(Labeled area outline items)
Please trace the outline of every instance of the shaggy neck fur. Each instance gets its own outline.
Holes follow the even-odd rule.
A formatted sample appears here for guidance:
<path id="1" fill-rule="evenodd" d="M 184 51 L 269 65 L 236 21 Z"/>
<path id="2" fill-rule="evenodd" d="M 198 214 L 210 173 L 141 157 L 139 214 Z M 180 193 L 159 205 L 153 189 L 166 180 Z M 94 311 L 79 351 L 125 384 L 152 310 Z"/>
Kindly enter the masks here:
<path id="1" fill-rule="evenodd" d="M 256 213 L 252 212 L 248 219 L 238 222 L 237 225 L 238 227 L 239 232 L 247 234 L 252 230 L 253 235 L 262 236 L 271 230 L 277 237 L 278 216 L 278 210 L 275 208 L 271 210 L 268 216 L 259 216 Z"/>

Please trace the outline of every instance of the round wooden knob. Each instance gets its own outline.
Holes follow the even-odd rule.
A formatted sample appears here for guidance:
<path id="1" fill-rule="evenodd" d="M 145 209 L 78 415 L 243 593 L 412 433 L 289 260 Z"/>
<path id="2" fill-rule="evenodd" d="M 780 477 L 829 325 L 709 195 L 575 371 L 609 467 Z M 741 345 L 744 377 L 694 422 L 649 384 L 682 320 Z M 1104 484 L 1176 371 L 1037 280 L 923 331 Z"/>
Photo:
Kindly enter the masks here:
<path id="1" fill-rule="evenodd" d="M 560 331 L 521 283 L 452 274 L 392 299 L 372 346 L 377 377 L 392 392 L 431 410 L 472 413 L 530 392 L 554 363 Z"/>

● EXERCISE: Rewrite all of the items above, swapping every "trace the outline" for "draw the outline" and keeping everything else the same.

● CORRECT OUTPUT:
Please draw the outline of every instance of the shaggy neck fur. Each instance gets its own outline.
Holes follow the even-odd rule.
A formatted sample appears here for guidance:
<path id="1" fill-rule="evenodd" d="M 184 51 L 269 65 L 236 21 Z"/>
<path id="2" fill-rule="evenodd" d="M 198 214 L 210 173 L 141 157 L 139 214 Z M 180 193 L 159 205 L 153 189 L 166 180 Z M 94 311 L 79 351 L 125 384 L 152 310 Z"/>
Kindly enter the masks here:
<path id="1" fill-rule="evenodd" d="M 256 213 L 252 212 L 248 219 L 238 222 L 237 225 L 238 227 L 239 232 L 247 234 L 252 230 L 253 235 L 262 236 L 271 230 L 277 237 L 278 216 L 278 210 L 275 208 L 271 210 L 268 216 L 259 216 Z"/>

Please draw the outline of every instance of the round wooden knob. Each instance gets its own outline.
Holes follow the even-odd rule.
A formatted sample appears here for guidance:
<path id="1" fill-rule="evenodd" d="M 145 209 L 78 415 L 243 593 L 412 433 L 289 260 Z"/>
<path id="2" fill-rule="evenodd" d="M 780 477 L 829 325 L 709 195 L 575 371 L 609 467 Z M 741 345 L 744 377 L 694 422 L 649 384 L 682 320 Z M 1104 484 L 1176 371 L 1037 280 L 923 331 Z"/>
Photo:
Kindly enter the masks here:
<path id="1" fill-rule="evenodd" d="M 560 331 L 521 283 L 452 274 L 392 299 L 372 346 L 377 377 L 392 392 L 431 410 L 472 413 L 530 392 L 554 363 Z"/>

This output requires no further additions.